● **Direction**:
Could you write out the items below, exactly as they appear, from the line containing "Could you please outline every instance of the silver" through the end of the items, including both ends? Leave the pictures out of your answer.

Stored items from a collection:
****

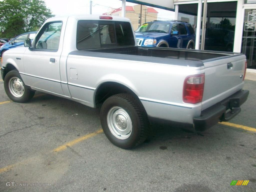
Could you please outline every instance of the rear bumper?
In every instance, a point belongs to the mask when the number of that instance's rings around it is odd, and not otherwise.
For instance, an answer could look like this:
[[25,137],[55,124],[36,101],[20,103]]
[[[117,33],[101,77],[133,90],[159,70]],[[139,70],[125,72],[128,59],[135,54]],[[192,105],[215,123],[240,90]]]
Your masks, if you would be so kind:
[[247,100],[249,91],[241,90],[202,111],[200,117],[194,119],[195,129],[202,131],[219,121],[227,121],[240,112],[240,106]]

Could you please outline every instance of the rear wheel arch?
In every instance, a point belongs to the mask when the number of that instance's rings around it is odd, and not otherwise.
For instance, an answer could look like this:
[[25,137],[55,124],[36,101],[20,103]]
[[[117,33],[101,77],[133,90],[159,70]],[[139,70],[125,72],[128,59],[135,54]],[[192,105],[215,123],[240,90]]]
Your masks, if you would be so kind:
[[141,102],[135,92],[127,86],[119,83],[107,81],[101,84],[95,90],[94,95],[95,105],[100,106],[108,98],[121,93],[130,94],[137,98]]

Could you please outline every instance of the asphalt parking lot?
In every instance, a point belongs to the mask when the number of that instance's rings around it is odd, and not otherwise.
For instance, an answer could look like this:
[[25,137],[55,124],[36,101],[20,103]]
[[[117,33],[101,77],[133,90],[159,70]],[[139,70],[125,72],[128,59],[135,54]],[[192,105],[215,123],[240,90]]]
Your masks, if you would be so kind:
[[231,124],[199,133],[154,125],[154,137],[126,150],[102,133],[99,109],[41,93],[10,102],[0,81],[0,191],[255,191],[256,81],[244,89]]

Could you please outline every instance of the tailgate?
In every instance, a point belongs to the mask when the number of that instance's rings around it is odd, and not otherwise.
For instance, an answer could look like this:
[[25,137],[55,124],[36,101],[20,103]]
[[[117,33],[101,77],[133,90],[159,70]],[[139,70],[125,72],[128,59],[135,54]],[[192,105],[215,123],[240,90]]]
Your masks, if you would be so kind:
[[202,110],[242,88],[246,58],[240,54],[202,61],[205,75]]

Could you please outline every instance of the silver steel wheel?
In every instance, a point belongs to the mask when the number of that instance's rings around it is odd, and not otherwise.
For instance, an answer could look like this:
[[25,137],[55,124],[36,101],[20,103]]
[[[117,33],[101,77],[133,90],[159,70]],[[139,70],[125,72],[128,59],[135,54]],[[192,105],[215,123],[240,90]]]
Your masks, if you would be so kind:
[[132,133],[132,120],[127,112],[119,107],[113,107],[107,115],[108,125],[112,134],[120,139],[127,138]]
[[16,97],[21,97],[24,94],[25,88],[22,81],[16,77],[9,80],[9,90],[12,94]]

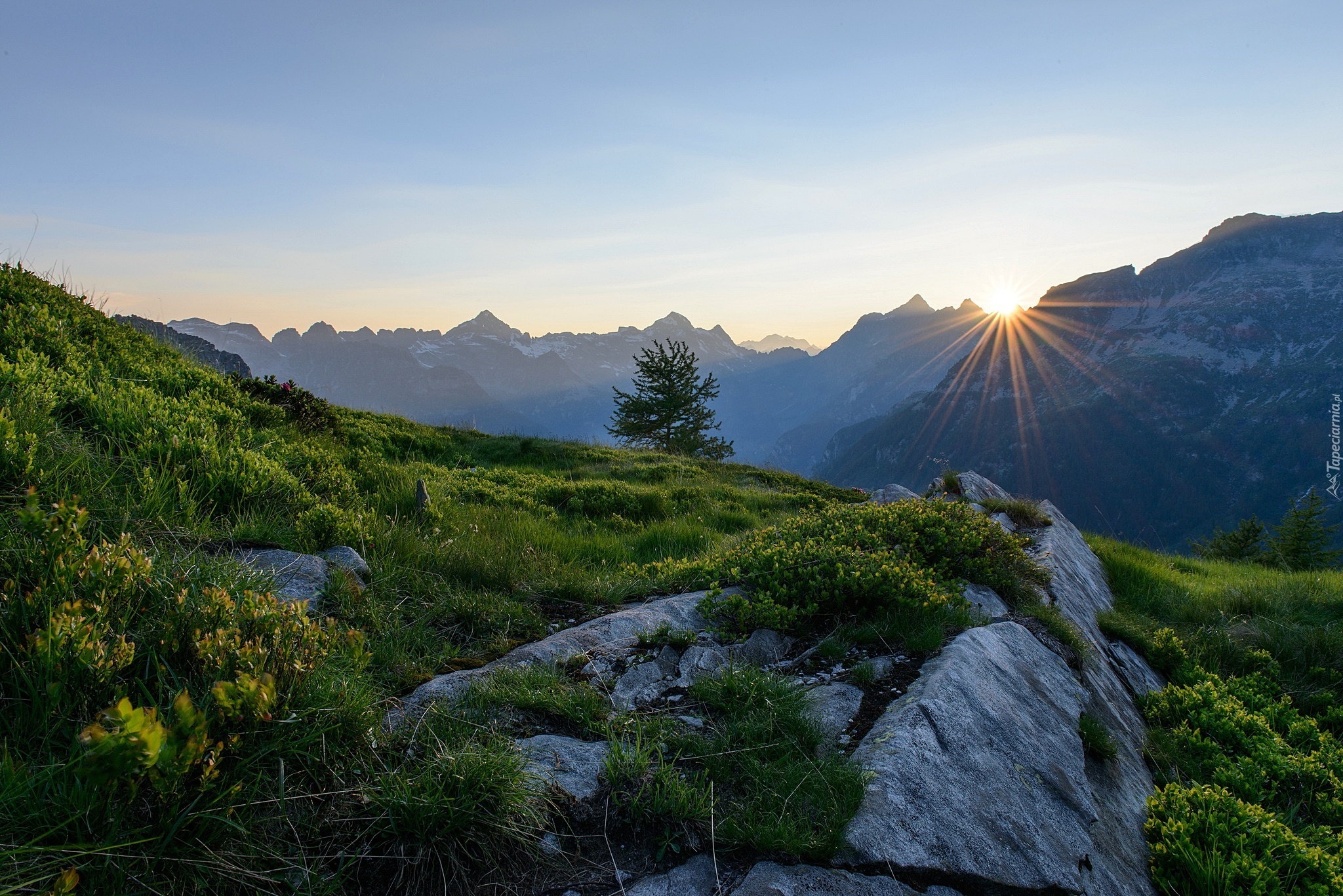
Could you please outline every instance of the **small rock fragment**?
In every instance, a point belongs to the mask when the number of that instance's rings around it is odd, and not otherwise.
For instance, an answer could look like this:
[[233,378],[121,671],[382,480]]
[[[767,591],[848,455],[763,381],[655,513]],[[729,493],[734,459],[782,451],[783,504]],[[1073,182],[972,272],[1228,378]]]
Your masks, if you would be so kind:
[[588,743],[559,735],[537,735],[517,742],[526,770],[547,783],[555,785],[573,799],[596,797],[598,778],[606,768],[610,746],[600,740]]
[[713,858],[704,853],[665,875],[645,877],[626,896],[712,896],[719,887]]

****

● **Solution below**:
Could you please outline every instance of the silver steel wheel?
In every instance, a point belongs to the mask when the number of that instance's rings around it is odd, and not otherwise.
For instance, an answer could look like this:
[[25,137],[55,124],[36,101],[20,103]]
[[[117,33],[101,77],[133,90],[159,70]],[[139,70],[125,72],[128,59],[135,54]],[[192,105],[215,123],[240,90]]]
Your masks, if you would be so kind:
[[132,133],[132,120],[127,112],[119,107],[113,107],[107,115],[108,125],[112,134],[120,139],[127,138]]
[[16,97],[21,97],[24,94],[25,88],[22,81],[16,77],[9,80],[9,90],[12,94]]

Could you please outline every instance of the **small rock fragment**?
In every instance, a point belongs to the mask when the number of that instance's rings around it is odd, and not otherwise.
For instance, an answer could look like this:
[[233,378],[121,671],[382,480]]
[[[767,591],[848,455],[763,381],[655,513]],[[729,493],[734,459],[782,451],[783,504]],[[1073,182],[972,272],[1228,378]]]
Your masks, if you would be so kind:
[[588,743],[559,735],[537,735],[517,742],[526,770],[547,783],[555,785],[573,799],[596,797],[598,778],[606,768],[610,746],[600,740]]
[[713,858],[704,853],[665,875],[645,877],[626,896],[712,896],[719,887]]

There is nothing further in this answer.